> _Source document_
>> Start

Testing¶
Configure your Test Environment¶
Freeseer should not need additional configuration after installing the
development requirements. This is because Python’s pytest
and PyQt’s QtTest
module are used for Freeseer’s test suite. The pytest
module is a feature
rich testing framework that makes writing tests simple. The QtTest
module is
included with the PyQt4 package, which you should have installed as it’s
a dependency for Freeseer.
If you want to make sure you have the packages, you can start the Python
interpreter and
import pytest
and QtTest
:
>>> import pytest
>>> from PyQt4 import QtTest
If there are any errors, you won’t be able to proceed with testing.
Extending the Test Suite¶
Structure of Test Directory¶
All of Freeseer’s tests exist in src/freeseer/tests/
.
Since Freeseer is well organized into modules, we’d like to mirror this setup
in the test folder. This means that if your code is located in
src/freeseer/framework/core.py
then your test code should be found in
src/freeseer/tests/framework/test_core.py
(more about file naming
conventions later). We do this for logical ordering: it tells us that test
modules in src/freeseer/tests/folder_name
are for testing modules in
src/freeseer/folder_name
.
If you are creating a new folder in src/freeseer/tests/
, ensure that your
folder contains a __init__.py
such that your test module can be imported.
Adding/Editing a test module¶
An example¶
We show a set of test methods for the database class found in
src/freeseer/framework/database.py
.
This class contains a database connector that lets the framework fetch stored
data efficiently.
The purpose of this unit test is to demonstrate some of the functionality
that is provided by pytest
.
To create a test module make an empty file with the name
test_database.py
.
The convention used by Freeseer is test_module_name.py
where the module
counterpart is name module_name.py
.
Thus, your module name should start with test_ and finish with .py at
the very least.
Let’s add fake functionality to the test module test_database.py
!
import os
from PyQt4 import QtSql
import pytest
from freeseer.framework.config.profile import Profile
from freeseer.framework.plugin import PluginManager
from freeseer.framework.presentation import Presentation
@pytest.fixture
def db(tmpdir):
"""Construct a database connector fixture"""
profile_path = str(tmpdir)
profile = Profile(profile_path, 'testing')
return profile.get_database()
def test_query_result_type_is_query(db):
assert isinstance(db.get_talks(), QtSql.QSqlQuery)

>> End

> _Provided information_
>> Start

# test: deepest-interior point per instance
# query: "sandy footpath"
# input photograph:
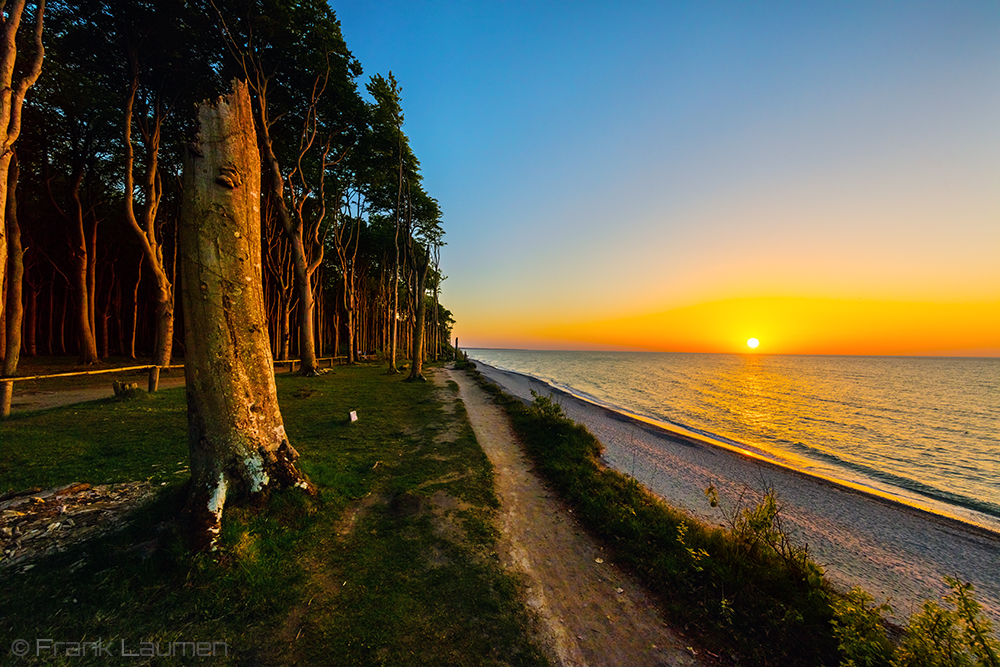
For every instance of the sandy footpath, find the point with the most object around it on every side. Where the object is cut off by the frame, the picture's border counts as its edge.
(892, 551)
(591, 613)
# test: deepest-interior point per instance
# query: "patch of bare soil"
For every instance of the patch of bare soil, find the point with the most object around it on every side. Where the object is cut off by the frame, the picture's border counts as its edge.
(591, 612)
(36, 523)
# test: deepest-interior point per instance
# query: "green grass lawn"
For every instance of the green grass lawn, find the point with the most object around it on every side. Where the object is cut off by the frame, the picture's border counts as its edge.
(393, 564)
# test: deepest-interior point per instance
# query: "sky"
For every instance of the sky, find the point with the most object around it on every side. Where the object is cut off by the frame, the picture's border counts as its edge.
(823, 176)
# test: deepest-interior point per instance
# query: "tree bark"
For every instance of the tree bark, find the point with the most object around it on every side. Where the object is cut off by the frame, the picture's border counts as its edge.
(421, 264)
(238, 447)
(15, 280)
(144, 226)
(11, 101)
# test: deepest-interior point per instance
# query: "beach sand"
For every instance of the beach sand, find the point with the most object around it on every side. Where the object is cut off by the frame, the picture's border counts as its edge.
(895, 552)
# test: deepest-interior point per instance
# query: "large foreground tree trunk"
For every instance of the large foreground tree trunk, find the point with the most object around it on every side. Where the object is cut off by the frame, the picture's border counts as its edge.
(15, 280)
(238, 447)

>> End
>> Start

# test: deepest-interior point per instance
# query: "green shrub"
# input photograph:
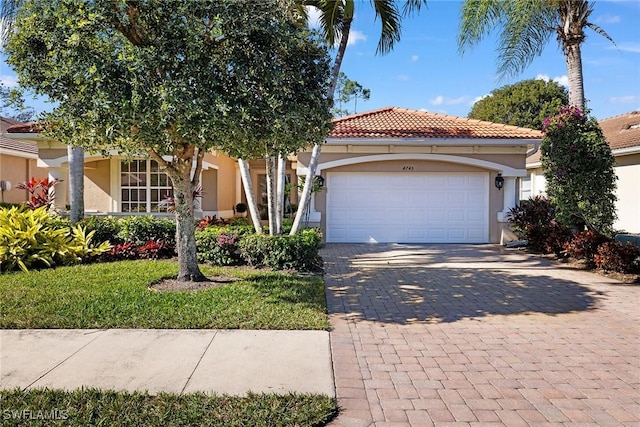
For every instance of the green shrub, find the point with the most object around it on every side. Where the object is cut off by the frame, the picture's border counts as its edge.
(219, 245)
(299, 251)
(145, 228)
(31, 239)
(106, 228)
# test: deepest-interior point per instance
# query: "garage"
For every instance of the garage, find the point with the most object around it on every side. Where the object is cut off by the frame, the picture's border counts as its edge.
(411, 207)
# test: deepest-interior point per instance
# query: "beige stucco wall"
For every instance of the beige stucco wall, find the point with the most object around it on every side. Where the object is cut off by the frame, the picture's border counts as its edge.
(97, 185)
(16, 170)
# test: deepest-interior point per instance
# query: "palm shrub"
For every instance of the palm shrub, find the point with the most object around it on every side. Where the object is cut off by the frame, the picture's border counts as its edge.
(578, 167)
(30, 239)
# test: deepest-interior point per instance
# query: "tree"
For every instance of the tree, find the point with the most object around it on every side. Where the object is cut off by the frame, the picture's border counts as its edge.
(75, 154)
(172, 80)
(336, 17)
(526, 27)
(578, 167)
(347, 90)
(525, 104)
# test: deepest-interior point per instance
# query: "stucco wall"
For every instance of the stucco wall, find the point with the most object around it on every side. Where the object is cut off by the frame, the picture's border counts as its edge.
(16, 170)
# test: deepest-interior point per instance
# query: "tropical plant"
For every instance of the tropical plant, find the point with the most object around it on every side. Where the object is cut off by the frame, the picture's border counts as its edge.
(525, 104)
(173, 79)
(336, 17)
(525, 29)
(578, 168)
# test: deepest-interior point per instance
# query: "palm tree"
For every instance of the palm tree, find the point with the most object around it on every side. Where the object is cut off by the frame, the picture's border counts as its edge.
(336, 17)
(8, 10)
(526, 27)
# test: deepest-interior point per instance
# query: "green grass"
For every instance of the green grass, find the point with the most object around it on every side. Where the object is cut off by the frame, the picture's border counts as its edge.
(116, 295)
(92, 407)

>> End

> _Set problem 1_
According to the testing guide, in which directory do all of Freeseer's tests exist?
> _Set problem 2_
In the testing guide, update the passage between "Adding/Editing a test" and "data efficiently.", inclusive, so that "database connector" is replaced by "database adapter".

> _Task result 1_
All of Freeseer's tests exist in src/freeseer/tests/.

> _Task result 2_
Adding/Editing a test module¶
An example¶
We show a set of test methods for the database class found in
src/freeseer/framework/database.py
.
This class contains a database adapter that lets the framework fetch stored
data efficiently.